(Passage provided)
::::::::

There are a million stories I could tell about my life in this safe space.
It's not really safe. It's public, it's open, and I always tell the truth here. Sometimes the truth is the scariest part. But I have made it a safe space in my mind by saying, "This is where you are your true self. This is where people will listen to you and value you for saying the same things you were pilloried for saying in your youth. This is where it all comes together and you become who you really are."
If I truly believe those things, I have to tell the real story of my childhood.
Because there is never a house cleaner than the house of a writer on real or imagined deadline, I just spent an hour doing chores. Then I looked at every webpage I have ever bookmarked to see if there was anything new. Please! Distract me!
But I sit here, typing. I have to tell the truth. I have to be who I am. I know there are people who need to hear my story. Telling my story is tough and it's stressing me a lot. But it's a small price to pay for those who need to hear it.
So, then: I was raised to believe that I was broken.
Every day, in countless ways, I was told, through looks, words, and attitudes, that I was irretrievably, obviously, utterly broken. Everything I liked was stupid. I always did the wrong thing. I was awkward, clumsy, and dumb.
It started when I was nine.
Really, it started way before then, but that's when my appearance came into play. When I was younger, at least I was "cute" in that adorable, overachieving way. If you're the first-born kid, you know what I mean. Getting praised for everything you do sets you up to want to please people. Every step you take, every nursery rhyme you recite, it gets you praise, attention, happiness, and glowing adoration. You can sleep with a happy self-satisfaction for decades from just one family gathering's worth of show-off time. I was praised for being smart, for memorizing stories, for performing. And I knew how to get love, how to be seen, how to feel happy.

::::::::

(To be done)
a) Using the essay above on being raised to feel broken, answer each question on its own line, labeled (i), (ii) and (iii):
(i) How long did the writer spend doing chores?
(ii) At what age does the writer say "it started"?
(iii) Which three words does the writer use to say how they were described, after "I always did the wrong thing"?
b) In the essay above on being raised to feel broken, list every thing the writer names after the words "I was praised for."
c) Decide whether each statement agrees with the essay above on being raised to feel broken. Answer yes or no, and quote the words from the essay that settle it.
(i) The writer says this space is truly safe.
(ii) The writer believes some people need to hear the writer's story.
(iii) The writer finds telling the story easy.

[Detection examples]
::::::::

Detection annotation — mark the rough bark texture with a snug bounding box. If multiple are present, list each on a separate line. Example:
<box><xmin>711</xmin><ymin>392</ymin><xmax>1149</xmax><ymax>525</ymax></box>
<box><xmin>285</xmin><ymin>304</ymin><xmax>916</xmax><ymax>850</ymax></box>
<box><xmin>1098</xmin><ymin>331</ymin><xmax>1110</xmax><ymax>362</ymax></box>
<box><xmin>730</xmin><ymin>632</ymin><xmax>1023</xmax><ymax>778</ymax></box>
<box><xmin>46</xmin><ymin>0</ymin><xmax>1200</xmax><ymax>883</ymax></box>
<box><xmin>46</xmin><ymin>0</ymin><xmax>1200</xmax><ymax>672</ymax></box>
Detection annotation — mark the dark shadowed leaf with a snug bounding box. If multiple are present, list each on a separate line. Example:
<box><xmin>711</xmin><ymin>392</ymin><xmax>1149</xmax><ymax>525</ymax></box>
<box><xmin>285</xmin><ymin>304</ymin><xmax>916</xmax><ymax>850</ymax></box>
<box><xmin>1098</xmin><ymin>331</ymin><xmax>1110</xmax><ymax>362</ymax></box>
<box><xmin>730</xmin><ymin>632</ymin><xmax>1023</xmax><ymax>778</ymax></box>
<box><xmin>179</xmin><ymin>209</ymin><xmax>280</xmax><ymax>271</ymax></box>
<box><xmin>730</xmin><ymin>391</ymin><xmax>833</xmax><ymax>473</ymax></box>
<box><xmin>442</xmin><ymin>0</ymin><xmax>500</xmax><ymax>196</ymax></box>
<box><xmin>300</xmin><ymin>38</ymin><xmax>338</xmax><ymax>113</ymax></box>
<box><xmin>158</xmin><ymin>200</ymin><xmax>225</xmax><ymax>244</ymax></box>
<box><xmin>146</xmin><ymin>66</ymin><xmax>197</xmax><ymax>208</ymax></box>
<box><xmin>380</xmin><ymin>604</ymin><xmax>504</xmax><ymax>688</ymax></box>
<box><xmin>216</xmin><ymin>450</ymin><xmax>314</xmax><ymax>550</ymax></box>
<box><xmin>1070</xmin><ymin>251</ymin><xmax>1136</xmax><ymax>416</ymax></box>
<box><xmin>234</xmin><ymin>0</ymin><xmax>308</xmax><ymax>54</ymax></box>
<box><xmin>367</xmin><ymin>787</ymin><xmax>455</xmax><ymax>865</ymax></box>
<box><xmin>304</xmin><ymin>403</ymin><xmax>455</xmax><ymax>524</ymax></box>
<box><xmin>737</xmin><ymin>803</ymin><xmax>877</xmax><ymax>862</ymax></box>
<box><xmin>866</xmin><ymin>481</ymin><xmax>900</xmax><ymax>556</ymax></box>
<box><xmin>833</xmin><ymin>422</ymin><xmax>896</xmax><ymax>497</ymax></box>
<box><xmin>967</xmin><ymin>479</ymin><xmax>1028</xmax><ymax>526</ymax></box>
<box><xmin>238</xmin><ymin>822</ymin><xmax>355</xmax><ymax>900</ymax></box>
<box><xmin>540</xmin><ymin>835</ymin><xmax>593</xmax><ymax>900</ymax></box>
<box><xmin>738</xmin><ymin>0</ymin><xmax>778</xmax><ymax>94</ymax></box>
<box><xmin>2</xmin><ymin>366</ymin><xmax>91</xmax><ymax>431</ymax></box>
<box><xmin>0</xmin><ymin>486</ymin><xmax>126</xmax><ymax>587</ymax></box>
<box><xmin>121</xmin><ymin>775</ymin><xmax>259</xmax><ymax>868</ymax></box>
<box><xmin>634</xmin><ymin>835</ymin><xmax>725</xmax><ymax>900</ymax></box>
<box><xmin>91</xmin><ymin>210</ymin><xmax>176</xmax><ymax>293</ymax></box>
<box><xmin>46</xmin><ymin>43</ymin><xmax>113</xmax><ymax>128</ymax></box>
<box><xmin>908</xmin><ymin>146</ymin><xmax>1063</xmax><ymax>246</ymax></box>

::::::::

(Solutions by task)
a)
(i) An hour.
(ii) Nine.
(iii) Awkward, clumsy, and dumb.

b)
- Being smart
- Memorizing stories
- Performing

c)
(i) No: "It's not really safe."
(ii) Yes: "I know there are people who need to hear my story."
(iii) No: "Telling my story is tough and it's stressing me a lot."